PROVIDED TEXT:
--- --- ---

Eric Herschmann, who at the time worked for the White House, said John Eastman contacted him and started asking about the election results in Georgia, one of the states narrowly won by President Joe Biden that former President Donald Trump sought to overturn.

“He started to ask me about something dealing with Georgia, preserving something, potentially for appeal,” Herschmann says in video of his testimony to the Jan. 6 committee. “And I said to him, are you out of your f’ing mind? Right? I said I only want to hear two words coming out of your mouth from now on, ‘orderly transition.’”

Herschmann said he asked Eastman to repeat the two words, later adding: “Now I’m going to give you the best free legal advice you’re ever getting in your life: Get a great f’ing criminal defense lawyer. You’re gonna need it.”

NBC News has reached out to Eastman for comment.

The video clip was introduced by the House committee's vice chair, Rep. Liz Cheney, R-Wyo., who said the panel on Thursday will examine how Trump "plotted" with Eastman and others to overturn the 2020 election, in addition to “President Trump’s relentless effort on January 6th, and in the days beforehand, to pressure Vice President Pence to refuse to count lawful electoral votes,” an effort she said likely violated two federal criminal statutes.

--- --- ---

SUPPLIED RECORDS:

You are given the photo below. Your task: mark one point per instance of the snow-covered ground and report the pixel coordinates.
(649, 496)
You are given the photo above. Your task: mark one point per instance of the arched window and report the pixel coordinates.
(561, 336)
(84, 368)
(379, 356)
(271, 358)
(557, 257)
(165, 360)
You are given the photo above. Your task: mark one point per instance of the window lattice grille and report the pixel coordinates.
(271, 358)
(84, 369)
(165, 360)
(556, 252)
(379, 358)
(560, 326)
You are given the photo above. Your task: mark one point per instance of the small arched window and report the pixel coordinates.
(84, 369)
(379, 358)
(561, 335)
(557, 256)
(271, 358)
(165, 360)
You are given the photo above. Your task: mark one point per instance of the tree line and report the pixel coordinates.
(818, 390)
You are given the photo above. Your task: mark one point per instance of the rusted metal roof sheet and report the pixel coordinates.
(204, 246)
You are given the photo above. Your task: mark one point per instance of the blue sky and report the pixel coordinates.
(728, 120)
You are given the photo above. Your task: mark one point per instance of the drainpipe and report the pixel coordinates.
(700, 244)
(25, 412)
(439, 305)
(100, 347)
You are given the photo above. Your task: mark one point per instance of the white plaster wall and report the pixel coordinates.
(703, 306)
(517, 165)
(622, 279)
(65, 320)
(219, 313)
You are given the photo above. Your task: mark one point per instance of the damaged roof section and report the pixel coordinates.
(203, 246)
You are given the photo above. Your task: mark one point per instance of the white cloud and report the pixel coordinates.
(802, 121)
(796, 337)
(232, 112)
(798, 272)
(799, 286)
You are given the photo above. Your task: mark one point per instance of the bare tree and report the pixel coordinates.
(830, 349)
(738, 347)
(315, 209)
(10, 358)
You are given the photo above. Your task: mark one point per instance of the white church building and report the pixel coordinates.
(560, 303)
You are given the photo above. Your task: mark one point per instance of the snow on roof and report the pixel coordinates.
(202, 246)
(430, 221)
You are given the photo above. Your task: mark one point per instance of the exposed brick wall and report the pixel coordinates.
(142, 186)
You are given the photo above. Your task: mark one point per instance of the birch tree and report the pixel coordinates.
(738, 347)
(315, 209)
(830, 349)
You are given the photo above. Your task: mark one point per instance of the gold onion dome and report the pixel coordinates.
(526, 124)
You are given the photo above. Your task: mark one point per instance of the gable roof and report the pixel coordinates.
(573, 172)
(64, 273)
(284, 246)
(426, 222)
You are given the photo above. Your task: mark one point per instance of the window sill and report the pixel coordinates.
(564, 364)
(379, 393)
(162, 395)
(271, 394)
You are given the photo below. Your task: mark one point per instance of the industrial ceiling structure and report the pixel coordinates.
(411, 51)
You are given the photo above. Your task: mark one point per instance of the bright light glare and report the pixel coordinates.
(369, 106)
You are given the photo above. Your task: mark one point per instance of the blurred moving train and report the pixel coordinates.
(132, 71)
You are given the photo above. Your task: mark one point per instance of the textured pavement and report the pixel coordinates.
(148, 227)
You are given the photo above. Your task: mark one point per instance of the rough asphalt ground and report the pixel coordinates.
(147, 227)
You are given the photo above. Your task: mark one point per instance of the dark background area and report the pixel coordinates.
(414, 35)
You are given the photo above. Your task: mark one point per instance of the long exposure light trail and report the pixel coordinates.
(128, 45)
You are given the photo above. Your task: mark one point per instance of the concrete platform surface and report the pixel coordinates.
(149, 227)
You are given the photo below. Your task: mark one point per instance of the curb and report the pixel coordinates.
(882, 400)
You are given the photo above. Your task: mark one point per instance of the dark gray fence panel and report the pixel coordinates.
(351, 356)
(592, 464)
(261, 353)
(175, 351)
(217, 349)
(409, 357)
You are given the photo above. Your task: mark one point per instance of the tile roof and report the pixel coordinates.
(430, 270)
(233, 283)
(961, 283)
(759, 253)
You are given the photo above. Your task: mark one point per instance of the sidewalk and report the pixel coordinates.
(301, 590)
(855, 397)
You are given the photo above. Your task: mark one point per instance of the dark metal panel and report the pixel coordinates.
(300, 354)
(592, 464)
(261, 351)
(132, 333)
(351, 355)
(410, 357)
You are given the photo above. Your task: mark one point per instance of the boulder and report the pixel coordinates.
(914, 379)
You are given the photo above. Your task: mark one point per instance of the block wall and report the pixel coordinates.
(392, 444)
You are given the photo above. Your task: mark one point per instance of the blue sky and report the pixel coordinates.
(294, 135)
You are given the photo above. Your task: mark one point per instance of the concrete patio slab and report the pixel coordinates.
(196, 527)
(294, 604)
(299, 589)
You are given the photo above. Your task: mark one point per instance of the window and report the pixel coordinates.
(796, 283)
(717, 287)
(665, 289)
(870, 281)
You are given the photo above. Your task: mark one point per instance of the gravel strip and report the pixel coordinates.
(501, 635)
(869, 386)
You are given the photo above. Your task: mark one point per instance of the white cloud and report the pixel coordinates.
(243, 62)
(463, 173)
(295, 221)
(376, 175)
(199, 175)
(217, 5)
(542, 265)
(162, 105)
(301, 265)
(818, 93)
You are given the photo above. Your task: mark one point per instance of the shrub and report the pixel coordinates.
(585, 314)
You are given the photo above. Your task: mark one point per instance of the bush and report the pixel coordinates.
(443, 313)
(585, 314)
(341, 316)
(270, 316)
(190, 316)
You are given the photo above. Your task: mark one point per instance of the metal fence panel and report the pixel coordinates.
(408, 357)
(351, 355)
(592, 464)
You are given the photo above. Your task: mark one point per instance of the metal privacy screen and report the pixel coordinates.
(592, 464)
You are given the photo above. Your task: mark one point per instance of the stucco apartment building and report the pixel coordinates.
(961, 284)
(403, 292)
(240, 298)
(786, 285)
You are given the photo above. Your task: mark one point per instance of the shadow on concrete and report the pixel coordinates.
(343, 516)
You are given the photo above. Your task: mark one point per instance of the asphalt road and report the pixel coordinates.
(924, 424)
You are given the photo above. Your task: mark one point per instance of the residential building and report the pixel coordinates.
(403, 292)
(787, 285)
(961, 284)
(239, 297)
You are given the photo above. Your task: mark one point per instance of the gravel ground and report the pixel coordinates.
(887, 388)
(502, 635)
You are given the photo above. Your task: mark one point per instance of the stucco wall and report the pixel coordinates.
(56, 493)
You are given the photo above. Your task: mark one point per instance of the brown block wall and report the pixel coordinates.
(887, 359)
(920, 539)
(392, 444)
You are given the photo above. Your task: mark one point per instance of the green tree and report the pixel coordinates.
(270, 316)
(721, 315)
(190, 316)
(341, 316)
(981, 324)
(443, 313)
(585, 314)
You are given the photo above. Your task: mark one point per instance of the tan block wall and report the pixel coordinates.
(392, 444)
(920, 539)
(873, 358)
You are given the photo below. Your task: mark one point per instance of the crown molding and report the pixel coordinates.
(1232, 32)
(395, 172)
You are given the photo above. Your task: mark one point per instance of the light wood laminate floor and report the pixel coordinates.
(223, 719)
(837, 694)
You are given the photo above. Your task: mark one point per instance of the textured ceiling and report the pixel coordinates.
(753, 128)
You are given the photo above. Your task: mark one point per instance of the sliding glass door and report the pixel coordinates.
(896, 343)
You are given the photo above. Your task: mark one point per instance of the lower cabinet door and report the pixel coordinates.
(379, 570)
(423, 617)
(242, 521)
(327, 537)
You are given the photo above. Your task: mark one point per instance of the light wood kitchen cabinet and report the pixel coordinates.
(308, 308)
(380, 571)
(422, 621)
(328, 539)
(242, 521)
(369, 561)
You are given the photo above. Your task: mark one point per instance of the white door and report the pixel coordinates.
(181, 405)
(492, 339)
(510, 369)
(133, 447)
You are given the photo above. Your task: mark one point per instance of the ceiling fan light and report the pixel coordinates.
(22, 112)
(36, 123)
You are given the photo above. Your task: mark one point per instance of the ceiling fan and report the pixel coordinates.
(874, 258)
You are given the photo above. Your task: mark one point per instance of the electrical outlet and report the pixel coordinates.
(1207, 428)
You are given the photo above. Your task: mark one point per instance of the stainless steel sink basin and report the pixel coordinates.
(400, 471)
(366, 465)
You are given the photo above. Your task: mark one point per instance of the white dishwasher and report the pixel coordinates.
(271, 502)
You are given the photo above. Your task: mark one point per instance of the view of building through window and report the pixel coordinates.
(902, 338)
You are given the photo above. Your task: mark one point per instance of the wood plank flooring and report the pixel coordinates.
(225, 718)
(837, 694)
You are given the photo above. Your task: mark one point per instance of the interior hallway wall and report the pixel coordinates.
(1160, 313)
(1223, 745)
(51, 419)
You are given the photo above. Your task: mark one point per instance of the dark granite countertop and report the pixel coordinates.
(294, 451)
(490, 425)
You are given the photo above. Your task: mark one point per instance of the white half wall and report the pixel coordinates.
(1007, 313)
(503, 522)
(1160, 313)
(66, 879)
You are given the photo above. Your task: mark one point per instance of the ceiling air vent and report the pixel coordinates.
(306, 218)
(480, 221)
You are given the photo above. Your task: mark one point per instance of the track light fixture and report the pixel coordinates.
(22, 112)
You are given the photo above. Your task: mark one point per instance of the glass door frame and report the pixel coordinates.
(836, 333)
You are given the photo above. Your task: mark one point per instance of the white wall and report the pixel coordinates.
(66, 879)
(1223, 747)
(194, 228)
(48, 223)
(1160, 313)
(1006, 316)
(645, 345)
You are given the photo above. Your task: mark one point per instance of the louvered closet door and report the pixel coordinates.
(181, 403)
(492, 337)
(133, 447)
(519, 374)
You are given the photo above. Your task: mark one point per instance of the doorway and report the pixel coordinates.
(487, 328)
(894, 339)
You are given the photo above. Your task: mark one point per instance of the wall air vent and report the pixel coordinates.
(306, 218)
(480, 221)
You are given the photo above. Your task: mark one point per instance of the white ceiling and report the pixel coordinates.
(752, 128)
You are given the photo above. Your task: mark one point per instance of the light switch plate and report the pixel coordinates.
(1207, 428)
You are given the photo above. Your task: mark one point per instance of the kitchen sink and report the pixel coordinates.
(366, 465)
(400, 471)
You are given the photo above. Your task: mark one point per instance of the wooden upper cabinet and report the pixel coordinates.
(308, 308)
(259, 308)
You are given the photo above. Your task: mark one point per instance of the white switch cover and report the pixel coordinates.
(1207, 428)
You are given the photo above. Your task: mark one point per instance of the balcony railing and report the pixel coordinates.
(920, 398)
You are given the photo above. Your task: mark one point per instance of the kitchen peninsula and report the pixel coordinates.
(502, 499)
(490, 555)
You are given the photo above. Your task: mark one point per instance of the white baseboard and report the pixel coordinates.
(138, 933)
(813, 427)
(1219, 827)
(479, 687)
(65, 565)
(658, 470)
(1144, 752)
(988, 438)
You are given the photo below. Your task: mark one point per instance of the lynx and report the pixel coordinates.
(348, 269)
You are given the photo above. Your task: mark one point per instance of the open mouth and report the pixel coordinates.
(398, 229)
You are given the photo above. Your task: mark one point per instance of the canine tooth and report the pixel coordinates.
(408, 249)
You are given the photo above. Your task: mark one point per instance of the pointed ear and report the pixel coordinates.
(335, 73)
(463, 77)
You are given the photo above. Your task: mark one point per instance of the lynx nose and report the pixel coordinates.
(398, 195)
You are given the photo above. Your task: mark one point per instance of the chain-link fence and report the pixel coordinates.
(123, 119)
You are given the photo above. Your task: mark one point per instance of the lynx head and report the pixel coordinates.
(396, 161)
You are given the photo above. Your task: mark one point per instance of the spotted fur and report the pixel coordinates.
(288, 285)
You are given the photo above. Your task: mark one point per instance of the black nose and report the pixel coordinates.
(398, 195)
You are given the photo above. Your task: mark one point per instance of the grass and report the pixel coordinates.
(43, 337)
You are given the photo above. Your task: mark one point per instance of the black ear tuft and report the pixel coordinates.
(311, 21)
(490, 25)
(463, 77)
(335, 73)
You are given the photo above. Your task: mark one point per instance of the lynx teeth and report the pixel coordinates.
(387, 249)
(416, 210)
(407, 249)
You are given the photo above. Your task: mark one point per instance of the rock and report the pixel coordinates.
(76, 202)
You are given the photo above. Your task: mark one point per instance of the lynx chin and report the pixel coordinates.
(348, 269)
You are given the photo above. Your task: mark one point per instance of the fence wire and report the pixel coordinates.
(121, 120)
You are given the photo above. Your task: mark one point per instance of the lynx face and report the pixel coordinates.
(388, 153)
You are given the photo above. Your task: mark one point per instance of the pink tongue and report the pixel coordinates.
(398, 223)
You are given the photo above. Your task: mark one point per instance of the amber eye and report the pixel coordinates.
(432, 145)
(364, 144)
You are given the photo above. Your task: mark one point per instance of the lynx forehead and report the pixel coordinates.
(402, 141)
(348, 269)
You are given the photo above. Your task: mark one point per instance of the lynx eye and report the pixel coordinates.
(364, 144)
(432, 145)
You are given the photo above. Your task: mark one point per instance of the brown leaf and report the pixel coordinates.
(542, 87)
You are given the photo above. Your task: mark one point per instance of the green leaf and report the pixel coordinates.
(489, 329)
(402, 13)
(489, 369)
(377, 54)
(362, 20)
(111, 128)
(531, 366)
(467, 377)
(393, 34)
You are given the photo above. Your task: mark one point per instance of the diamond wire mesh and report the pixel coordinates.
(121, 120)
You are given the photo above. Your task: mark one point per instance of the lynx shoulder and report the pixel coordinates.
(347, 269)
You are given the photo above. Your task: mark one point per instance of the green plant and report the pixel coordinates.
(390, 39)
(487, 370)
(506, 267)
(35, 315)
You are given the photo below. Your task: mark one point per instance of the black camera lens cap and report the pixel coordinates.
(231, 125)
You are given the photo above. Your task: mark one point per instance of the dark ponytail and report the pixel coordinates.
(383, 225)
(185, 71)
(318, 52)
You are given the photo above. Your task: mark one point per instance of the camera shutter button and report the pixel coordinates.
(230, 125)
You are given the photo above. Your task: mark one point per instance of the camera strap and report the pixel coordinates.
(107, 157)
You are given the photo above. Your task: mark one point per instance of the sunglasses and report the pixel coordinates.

--- --- ---

TASK INSTRUCTIONS:
A - Print everything in the Jan. 6 committee news excerpt from "Herschmann said he" down to "federal criminal statutes.", word for word.
B - Carry on the news excerpt about Eric Herschmann's testimony to the Jan. 6 committee from the point where it stops.

EXERCISE ANSWERS:
A -
Herschmann said he asked Eastman to repeat the two words, later adding: “Now I’m going to give you the best free legal advice you’re ever getting in your life: Get a great f’ing criminal defense lawyer. You’re gonna need it.”

NBC News has reached out to Eastman for comment.

The video clip was introduced by the House committee's vice chair, Rep. Liz Cheney, R-Wyo., who said the panel on Thursday will examine how Trump "plotted" with Eastman and others to overturn the 2020 election, in addition to “President Trump’s relentless effort on January 6th, and in the days beforehand, to pressure Vice President Pence to refuse to count lawful electoral votes,” an effort she said likely violated two federal criminal statutes.

B -
The mention of possible criminal violations comes a day after Committee Chairman Bennie Thompson, D-Miss., appeared to take his colleagues by surprise by saying the panel would not be making any criminal referrals. Other committee members said a decision had not yet been made, and Thompson appeared to walk back his remarks on Tuesday.

Earlier this month, a federal judge ordered Eastman to turn over about 170 documents to the Jan. 6 committee. Eastman wrote memos arguing Pence could overturn the 2020 election.